*Text provided*

-- START --

August 18, 2014

From Data Wrangling to Data Harmony

George Leopold
Screen Shot 2014-08-18 at 3.17.50 PM

More and better automation tools such as machine-learning technologies are needed to free data scientists from mundane “data-wrangling” chores. Those tools would allow scientists to focus on gleaning insights from prepared data, a range of experts told the New York Times in a recent survey of the state of big data.

The newspaper reported that data scientists spend from 50 percent to 80 percent of their time organizing data, or “data janitor work,” before they could begin sifting through it for nuggets. It also noted that a group of startups are developing automation software and other tools to help gather and organize unstructured data from increasingly diverse sources.

“It’s an absolute myth that you can send an algorithm over raw data and have insights pop up,” Jeffrey Heer, a professor of computer science at the University of Washington and a co-founder of San Francisco-based data tools startup Trifacta, told the Times.

-- END --

*Extracted records*
-- START --

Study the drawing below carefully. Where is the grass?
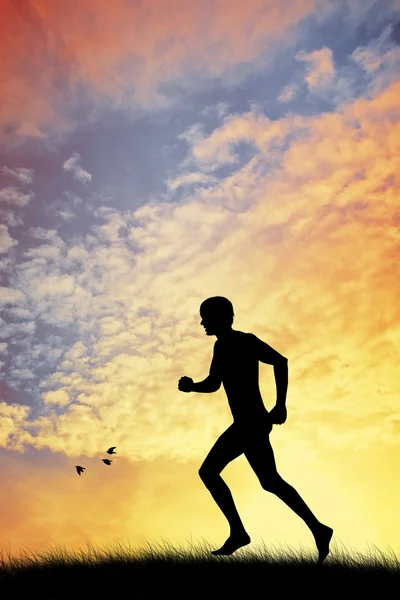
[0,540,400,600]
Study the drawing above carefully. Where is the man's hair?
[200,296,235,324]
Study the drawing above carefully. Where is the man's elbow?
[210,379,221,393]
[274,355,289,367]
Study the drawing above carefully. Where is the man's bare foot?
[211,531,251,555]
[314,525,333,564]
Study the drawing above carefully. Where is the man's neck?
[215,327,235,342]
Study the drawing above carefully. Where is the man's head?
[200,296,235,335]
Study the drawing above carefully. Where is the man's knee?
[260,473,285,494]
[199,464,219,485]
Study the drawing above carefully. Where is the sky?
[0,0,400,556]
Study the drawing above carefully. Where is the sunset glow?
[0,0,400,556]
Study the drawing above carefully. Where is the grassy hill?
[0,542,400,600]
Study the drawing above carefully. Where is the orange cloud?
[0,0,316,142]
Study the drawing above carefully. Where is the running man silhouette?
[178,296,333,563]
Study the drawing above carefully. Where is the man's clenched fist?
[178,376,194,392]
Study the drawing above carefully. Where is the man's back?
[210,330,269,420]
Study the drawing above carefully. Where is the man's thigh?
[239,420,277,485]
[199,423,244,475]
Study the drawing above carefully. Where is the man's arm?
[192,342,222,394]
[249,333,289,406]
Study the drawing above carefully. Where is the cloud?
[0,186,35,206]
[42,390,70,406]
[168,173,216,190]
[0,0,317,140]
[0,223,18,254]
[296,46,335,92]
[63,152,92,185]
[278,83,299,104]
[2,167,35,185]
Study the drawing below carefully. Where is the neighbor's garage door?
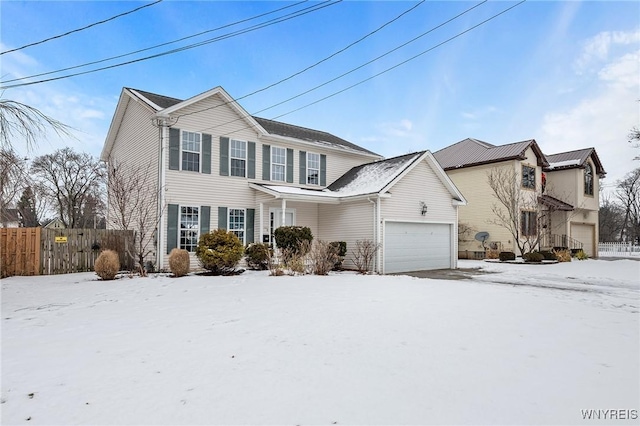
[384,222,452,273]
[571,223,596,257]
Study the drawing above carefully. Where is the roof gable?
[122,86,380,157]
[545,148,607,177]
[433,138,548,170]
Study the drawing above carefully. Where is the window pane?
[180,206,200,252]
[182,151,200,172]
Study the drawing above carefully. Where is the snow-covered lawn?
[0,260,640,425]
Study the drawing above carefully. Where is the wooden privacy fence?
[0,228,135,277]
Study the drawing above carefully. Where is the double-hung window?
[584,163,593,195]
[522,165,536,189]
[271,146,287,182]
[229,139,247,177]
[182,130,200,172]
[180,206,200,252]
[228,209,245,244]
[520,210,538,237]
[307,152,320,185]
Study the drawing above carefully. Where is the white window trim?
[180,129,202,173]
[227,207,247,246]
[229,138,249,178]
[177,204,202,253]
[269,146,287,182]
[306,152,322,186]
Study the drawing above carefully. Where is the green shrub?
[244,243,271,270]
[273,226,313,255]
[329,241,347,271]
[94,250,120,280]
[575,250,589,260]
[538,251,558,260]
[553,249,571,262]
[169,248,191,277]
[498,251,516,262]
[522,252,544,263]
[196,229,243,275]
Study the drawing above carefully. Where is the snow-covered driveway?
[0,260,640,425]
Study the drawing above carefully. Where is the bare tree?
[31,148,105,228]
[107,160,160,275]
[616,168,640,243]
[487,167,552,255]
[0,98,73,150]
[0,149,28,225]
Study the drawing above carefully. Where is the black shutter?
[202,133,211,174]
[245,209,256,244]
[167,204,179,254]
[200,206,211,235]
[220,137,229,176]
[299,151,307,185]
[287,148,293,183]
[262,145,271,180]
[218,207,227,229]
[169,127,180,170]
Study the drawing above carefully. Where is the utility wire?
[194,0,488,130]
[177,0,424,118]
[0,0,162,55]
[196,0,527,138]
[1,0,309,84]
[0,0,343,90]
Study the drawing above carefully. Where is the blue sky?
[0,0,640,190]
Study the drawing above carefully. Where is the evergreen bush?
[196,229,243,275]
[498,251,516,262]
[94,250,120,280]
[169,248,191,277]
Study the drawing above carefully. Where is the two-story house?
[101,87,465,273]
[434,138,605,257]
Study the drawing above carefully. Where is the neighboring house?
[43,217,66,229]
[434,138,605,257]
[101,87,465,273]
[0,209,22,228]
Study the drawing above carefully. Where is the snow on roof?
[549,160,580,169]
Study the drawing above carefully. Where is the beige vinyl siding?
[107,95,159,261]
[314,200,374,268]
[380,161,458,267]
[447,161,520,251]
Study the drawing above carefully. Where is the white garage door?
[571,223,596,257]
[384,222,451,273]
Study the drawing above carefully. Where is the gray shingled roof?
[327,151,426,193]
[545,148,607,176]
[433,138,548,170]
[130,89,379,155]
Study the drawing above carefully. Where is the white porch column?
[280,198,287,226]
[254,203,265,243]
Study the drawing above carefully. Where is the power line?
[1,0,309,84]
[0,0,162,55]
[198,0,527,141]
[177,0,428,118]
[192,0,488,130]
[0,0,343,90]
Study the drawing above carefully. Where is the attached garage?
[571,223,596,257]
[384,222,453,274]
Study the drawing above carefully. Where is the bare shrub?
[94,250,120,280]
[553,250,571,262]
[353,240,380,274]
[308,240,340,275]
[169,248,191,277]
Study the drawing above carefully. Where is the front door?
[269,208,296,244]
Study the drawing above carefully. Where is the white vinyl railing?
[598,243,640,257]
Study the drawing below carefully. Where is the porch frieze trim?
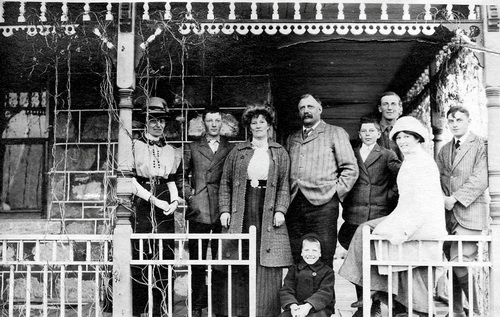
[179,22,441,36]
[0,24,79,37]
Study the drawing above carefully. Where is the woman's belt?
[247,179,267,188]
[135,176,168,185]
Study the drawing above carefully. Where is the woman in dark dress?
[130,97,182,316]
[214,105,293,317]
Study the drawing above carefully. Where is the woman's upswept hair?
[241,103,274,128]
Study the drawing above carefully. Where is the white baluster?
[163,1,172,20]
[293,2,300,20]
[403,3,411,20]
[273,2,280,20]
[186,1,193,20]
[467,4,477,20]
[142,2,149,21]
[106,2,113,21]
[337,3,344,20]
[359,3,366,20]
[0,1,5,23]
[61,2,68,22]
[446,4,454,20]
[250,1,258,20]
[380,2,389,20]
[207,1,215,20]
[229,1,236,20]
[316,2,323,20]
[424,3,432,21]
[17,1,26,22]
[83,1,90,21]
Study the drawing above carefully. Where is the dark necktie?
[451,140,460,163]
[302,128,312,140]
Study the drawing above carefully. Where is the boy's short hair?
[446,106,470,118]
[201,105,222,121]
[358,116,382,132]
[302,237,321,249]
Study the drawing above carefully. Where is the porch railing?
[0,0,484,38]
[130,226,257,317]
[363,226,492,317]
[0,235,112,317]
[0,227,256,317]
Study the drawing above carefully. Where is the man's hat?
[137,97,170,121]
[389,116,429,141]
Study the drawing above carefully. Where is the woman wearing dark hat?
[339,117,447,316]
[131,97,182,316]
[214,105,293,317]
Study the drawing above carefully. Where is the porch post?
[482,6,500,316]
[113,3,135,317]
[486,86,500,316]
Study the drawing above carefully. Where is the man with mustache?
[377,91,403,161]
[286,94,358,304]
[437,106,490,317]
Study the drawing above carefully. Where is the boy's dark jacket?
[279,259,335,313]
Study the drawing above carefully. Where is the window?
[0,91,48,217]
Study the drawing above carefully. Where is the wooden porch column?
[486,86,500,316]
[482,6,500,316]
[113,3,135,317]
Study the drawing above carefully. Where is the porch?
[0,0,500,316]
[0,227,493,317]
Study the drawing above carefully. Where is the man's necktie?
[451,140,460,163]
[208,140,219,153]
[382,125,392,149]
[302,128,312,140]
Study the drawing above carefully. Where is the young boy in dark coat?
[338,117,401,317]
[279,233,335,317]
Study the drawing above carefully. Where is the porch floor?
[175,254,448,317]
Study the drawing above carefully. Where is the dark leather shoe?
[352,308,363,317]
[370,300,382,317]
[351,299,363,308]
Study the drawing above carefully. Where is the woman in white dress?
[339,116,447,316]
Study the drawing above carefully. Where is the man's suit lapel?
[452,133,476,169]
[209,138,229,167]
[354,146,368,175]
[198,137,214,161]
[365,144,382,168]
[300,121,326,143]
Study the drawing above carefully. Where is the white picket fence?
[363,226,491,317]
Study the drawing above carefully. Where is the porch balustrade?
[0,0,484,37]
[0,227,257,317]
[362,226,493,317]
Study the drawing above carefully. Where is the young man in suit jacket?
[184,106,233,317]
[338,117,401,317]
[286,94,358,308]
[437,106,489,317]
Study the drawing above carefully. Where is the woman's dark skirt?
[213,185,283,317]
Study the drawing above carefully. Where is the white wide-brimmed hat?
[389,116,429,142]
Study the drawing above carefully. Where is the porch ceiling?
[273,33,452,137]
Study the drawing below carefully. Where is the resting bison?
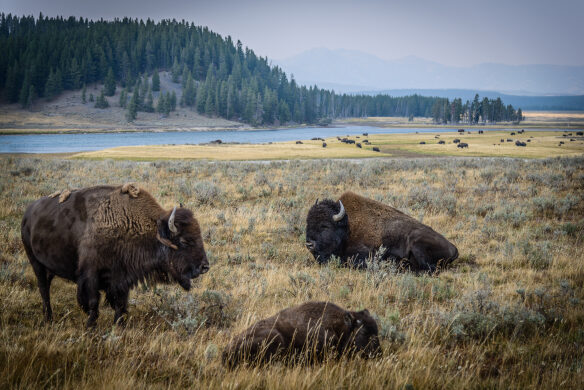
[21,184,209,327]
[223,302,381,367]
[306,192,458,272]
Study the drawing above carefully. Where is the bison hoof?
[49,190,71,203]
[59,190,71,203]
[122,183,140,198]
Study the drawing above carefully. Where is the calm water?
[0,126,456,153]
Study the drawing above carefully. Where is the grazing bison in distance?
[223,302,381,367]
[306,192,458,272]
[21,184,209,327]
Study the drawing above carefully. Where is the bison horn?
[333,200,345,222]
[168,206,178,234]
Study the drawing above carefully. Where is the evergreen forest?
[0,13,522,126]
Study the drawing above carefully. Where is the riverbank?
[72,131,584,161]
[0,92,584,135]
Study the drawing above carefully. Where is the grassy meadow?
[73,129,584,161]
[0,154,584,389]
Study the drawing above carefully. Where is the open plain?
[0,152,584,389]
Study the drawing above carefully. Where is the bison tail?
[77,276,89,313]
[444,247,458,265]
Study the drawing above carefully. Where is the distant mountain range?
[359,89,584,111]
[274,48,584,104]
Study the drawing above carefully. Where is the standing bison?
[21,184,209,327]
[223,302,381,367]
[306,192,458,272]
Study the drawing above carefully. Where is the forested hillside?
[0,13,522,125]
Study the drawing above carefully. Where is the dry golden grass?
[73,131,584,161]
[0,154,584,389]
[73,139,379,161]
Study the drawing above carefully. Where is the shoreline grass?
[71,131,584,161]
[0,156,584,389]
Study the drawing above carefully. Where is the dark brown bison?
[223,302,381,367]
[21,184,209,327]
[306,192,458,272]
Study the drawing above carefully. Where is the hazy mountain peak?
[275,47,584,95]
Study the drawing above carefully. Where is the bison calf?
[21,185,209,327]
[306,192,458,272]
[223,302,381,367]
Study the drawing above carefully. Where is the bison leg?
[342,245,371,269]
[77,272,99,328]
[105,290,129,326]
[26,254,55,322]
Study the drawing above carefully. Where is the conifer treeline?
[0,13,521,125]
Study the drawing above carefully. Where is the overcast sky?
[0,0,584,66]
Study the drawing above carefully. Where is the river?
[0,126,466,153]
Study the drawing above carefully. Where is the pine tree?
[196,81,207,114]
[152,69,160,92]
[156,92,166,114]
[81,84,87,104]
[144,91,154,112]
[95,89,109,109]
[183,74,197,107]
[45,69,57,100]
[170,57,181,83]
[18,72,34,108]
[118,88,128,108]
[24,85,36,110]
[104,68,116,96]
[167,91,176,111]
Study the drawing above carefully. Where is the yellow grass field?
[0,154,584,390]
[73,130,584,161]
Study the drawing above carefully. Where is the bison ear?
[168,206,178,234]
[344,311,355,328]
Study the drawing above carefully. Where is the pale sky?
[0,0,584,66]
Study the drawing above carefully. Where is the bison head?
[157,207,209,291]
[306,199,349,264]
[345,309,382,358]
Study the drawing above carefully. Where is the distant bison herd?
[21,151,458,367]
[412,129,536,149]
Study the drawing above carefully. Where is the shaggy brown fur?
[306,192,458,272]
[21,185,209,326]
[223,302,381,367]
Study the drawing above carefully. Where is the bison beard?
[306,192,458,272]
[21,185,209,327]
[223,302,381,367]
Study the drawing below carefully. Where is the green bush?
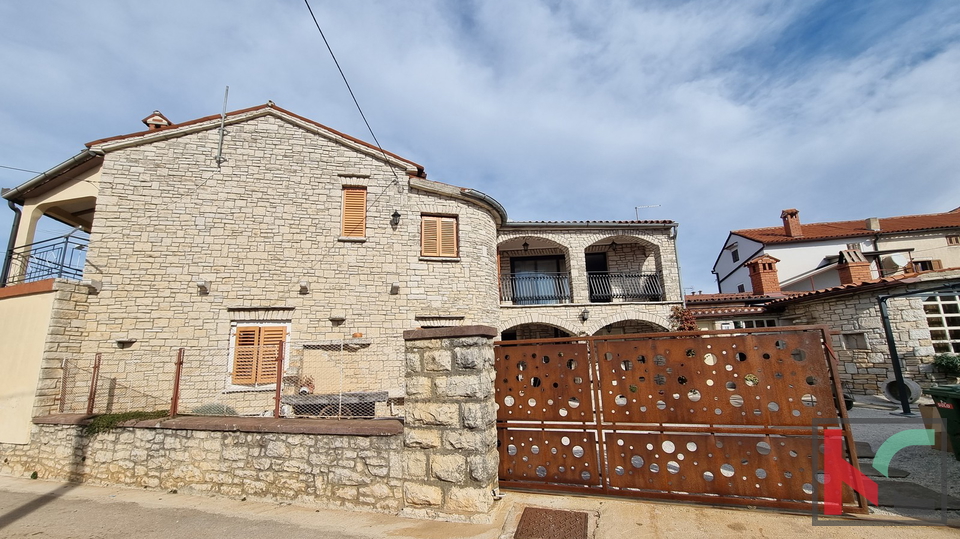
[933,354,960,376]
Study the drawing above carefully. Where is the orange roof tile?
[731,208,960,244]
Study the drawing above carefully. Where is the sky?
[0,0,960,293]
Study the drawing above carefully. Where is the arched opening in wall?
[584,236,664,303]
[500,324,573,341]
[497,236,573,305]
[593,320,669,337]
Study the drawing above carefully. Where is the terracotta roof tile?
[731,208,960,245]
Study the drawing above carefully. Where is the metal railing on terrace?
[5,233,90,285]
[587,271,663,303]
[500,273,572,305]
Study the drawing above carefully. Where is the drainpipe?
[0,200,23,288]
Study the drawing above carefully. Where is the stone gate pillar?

-- END --

*Tasks*
1. Reproduce everything in the data-wrangling article from "August 18, 2014" down to "of big data.".
2. Answer these questions using the data-wrangling article:
(a) What share of their time do data scientists spend organizing data?
(b) At which university is Jeffrey Heer a professor of computer science?
(c) Where is Trifacta based?
3. According to the data-wrangling article, why are more and better automation tools such as machine-learning technologies needed?

*Expected answers*
1.
August 18, 2014

From Data Wrangling to Data Harmony

George Leopold
Screen Shot 2014-08-18 at 3.17.50 PM

More and better automation tools such as machine-learning technologies are needed to free data scientists from mundane “data-wrangling” chores. Those tools would allow scientists to focus on gleaning insights from prepared data, a range of experts told the New York Times in a recent survey of the state of big data.

2.
(a) From 50 percent to 80 percent.
(b) The University of Washington.
(c) San Francisco.

3. They are needed to free data scientists from mundane "data-wrangling" chores. Data scientists could then focus on gleaning insights from prepared data.